紀氏とのつながりもあったでしょうが、わたしはなにか業平の宮廷に対する意思のようなものを感じました

 それは、自分の意思とは関係なく、思うまま生きることができないことへの怒りではないでしょうか

 惟嵩親王、父阿保親王そして業平自身も 嵯峨天皇を頂点とする宮廷内での勢力争い藤原良房率いる藤原一族の繁栄の犠牲者になりました

 それが業平の行動に表れているように思うのです

 あえて権力者=藤原氏との交流を深めるのではなく、敗北した側の皇子と遊ぶことで意思表示しているように思うのです

5.皇太子妃誘拐事件

 犯人は業平ですが、誘拐された藤原高子は皇太子の妃候補であるだけでなく、藤原義房の娘という立場の女性でした

藤原高子(たかいこ)

データ行
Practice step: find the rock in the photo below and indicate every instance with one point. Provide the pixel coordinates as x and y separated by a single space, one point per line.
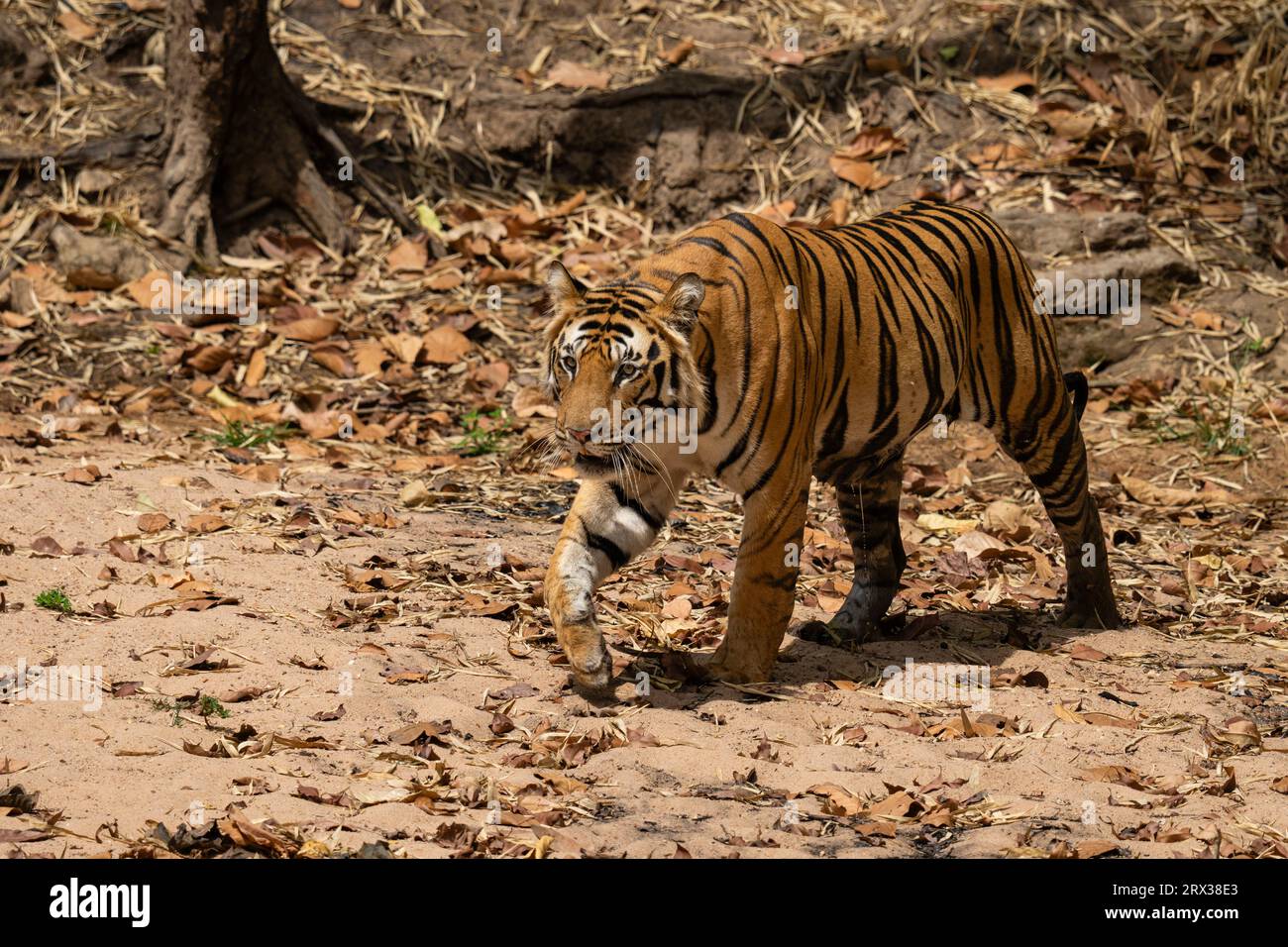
415 493
1047 235
1158 269
94 180
104 263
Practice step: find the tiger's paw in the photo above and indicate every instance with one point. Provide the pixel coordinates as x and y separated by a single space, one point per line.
591 668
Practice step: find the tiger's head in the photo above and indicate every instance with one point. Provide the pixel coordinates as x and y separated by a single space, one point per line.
614 355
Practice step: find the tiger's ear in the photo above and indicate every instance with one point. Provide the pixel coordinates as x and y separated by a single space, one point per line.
682 303
562 289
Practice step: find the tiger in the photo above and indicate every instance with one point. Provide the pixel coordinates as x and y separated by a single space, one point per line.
803 354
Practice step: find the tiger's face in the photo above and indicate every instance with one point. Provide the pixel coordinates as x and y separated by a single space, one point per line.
614 355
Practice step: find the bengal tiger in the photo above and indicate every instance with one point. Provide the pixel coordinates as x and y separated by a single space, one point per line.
799 354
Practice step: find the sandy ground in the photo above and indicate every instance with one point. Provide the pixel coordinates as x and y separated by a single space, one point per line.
333 596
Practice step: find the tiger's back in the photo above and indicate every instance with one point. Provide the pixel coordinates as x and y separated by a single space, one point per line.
857 338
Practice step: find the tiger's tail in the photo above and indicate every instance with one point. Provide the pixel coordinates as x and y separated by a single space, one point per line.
1077 384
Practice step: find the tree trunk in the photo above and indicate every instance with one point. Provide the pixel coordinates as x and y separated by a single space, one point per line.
240 133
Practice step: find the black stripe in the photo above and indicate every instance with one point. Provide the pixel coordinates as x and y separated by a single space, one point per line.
612 552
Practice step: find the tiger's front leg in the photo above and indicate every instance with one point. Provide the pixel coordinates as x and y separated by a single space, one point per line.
606 526
764 583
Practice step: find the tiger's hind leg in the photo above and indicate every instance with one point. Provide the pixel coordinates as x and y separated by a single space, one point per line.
1055 459
870 512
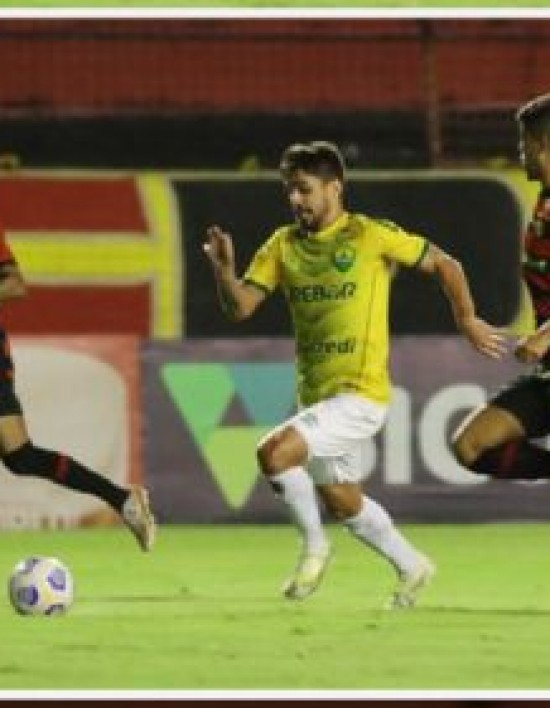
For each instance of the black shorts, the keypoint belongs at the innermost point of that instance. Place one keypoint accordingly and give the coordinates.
(528, 399)
(9, 403)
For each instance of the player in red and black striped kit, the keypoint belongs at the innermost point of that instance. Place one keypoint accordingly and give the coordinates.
(495, 440)
(22, 457)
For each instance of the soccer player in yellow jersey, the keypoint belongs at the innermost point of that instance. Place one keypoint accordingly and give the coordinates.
(335, 269)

課題の要件
• A. 業平についての抜粋のうち「あえて権力者」で始まる段落を、要点を残して短く書き直してください。
• B. 業平についての抜粋で、宮廷内の勢力争いの犠牲者になったとされる人物をすべて挙げてください。
• C. 業平についての抜粋を、最後の行の後から書き継いでください。
データ行はこの作業には関係しません。

課題の解答
• A. 業平は権力者である藤原氏に近づかず、敗れた側の皇子と交わることで意思を示していたように思われる。

• B. 惟嵩親王、阿保親王、業平

• C.
 藤原高子は藤原長良(ながら)の娘でしたが、父が死に後ろ盾無く入内することになりそうになりました
そこで高子の兄を養子としていた長良の弟の良房が高子も養女として入内の後ろ盾になったのではないかと考えられます
もちろん良房には野望がありました
皇太子妃として入内させる適当な年齢の娘がいなかったため、高子を利用して次期天皇の外祖父に納まろうとする目的があったのでしょう

妃候補を奪われたのは惟仁親王です

 惟仁親王は業平と交流の深い惟嵩親王から皇太子位を奪った人物です(↑4番参照)
といっても当時惟仁親王は生後八か月、惟仁親王に罪はありません

 事実、父の文徳天皇は惟嵩親王を皇太子にしたかったのです
しかし良房の圧力に屈してしまい、惟仁天皇を皇太子にせざるを得ないことになりました

 ちなみに文徳天皇は承和の変で皇太子の位を手に入れたのち即位した人物です(↑3番参照)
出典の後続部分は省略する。